• Written problem: Please format all of the entries below as a numbered list, leaving out any blank lines.

• Dataset entries:
▬▬▬▬▬▬

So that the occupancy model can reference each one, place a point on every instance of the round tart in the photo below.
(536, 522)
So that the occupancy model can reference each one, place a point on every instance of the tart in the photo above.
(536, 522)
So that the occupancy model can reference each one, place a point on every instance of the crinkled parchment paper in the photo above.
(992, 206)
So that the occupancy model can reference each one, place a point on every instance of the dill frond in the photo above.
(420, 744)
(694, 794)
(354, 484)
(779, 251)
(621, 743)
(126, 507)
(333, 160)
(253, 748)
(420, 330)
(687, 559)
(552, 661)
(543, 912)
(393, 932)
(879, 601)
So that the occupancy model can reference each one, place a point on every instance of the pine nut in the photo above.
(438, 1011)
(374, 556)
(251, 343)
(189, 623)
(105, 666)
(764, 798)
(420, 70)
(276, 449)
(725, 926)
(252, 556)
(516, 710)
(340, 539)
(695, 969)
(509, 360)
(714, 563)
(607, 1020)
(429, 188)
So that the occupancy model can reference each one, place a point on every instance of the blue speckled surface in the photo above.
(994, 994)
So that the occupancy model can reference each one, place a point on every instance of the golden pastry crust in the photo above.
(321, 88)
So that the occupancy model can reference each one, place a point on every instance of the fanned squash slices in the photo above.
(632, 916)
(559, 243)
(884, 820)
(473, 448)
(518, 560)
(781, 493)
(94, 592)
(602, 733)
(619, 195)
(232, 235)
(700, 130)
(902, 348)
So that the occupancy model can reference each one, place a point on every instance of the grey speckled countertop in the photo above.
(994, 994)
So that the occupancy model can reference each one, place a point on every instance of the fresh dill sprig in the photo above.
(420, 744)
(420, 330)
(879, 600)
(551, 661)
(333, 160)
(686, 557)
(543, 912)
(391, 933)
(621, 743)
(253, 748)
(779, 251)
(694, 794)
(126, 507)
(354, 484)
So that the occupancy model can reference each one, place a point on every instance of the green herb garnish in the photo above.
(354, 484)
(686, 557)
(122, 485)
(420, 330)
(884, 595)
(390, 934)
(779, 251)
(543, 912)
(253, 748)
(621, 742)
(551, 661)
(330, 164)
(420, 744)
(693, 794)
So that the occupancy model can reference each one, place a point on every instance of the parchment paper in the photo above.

▬▬▬▬▬▬

• Solution to the exercise:
1. So that the occupancy model can reference each one, place a point on every instance of the round tart in the photo below.
2. (536, 522)
3. So that the occupancy model can reference each one, place a point on every instance of the tart in the photo above.
4. (536, 522)
5. So that the occupancy model can reference each one, place a point on every instance of the crinkled parchment paper in the photo above.
6. (992, 206)
7. So that the occupancy model can reference each one, place a point on every instance of the dill frond in the photo above.
8. (420, 744)
9. (694, 794)
10. (354, 484)
11. (779, 251)
12. (621, 743)
13. (126, 507)
14. (333, 160)
15. (253, 748)
16. (420, 330)
17. (687, 559)
18. (552, 661)
19. (543, 912)
20. (393, 932)
21. (879, 601)
22. So that the occupancy model can reference each one, place a point on every instance of the pine nut in the photo above.
23. (438, 1011)
24. (374, 556)
25. (251, 343)
26. (189, 623)
27. (105, 666)
28. (764, 798)
29. (420, 70)
30. (276, 449)
31. (725, 926)
32. (252, 556)
33. (516, 710)
34. (340, 539)
35. (695, 969)
36. (509, 360)
37. (714, 563)
38. (607, 1020)
39. (429, 188)
40. So that the occupancy model can reference each one, place a point on every instance of the blue speckled surface in the photo above.
41. (994, 994)
42. So that the occupancy model can reference each one, place a point on every instance of the golden pastry crust in the photo above.
43. (321, 88)
44. So that the occupancy model can reference each one, place a point on every instance of the fanned squash slices in the photo above.
45. (632, 916)
46. (559, 243)
47. (884, 820)
48. (473, 448)
49. (518, 560)
50. (781, 493)
51. (94, 592)
52. (602, 733)
53. (619, 195)
54. (232, 235)
55. (700, 130)
56. (902, 348)
57. So that the occupancy model can reference each one, place a point on every instance of the grey speckled countertop in the photo above.
58. (994, 994)
59. So that the occupancy model can reference each one, place a point on every instance of the fresh dill sprig in the photo above.
60. (420, 744)
61. (420, 330)
62. (879, 600)
63. (551, 661)
64. (333, 160)
65. (686, 557)
66. (543, 912)
67. (391, 933)
68. (621, 743)
69. (253, 748)
70. (779, 251)
71. (694, 794)
72. (126, 507)
73. (354, 484)
74. So that the occupancy model can reference each one, place a point on every instance of the green herb garnish in the photo above.
75. (354, 484)
76. (686, 557)
77. (122, 485)
78. (420, 330)
79. (884, 595)
80. (390, 934)
81. (779, 251)
82. (543, 912)
83. (253, 748)
84. (621, 742)
85. (551, 661)
86. (330, 164)
87. (420, 744)
88. (693, 794)
89. So that the occupancy model can reference each one, place a point on every instance of the parchment paper in the photo above.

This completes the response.